Then you have to ask yourself–after a five-year period—whether this procrastination was worth $6,000.
I’ll admit these statistics struck a nerve with me because I’m in the midst of a major organizational project with two upstairs rooms.
My project is titled “Committing Purgery.” Note the spelling, it’s not the legal type, instead it describes my resolve to purge things that are no longer useful and taking up too much space.
The task is easier said than done, though. Like you, I’ve probably read every organizational article that comes across my radar, not to mention drooling over those beautiful organizational systems–in all those bright colors!
I’m actually an organized person overall. I’m proactive and driven, sometimes to a fault. I’ve just let a couple of rooms in my house become catchalls for books, papers and files.
Like most people, you probably have at least a few piles lying around–especially if you’re now working from home. Piles can form anywhere and they tend to multiply. Before you know it, the surface becomes crowded again.
That’s when it’s time to do some “surface mining.” It’s amazing how much a clean surface contributes to peace of mind. This is an exercise that needs to be repeated frequently, though, lest that dastardly “pile creep” beast rear its ugly head again.

Required task ::
Write out, word for word, the part of the decluttering piece between "The task is" and "becomes crowded again.", inclusive.

Supplied information ::

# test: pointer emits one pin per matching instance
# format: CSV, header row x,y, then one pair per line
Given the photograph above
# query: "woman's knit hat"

Result of the task ::
The task is easier said than done, though. Like you, I’ve probably read every organizational article that comes across my radar, not to mention drooling over those beautiful organizational systems–in all those bright colors!
I’m actually an organized person overall. I’m proactive and driven, sometimes to a fault. I’ve just let a couple of rooms in my house become catchalls for books, papers and files.
Like most people, you probably have at least a few piles lying around–especially if you’re now working from home. Piles can form anywhere and they tend to multiply. Before you know it, the surface becomes crowded again.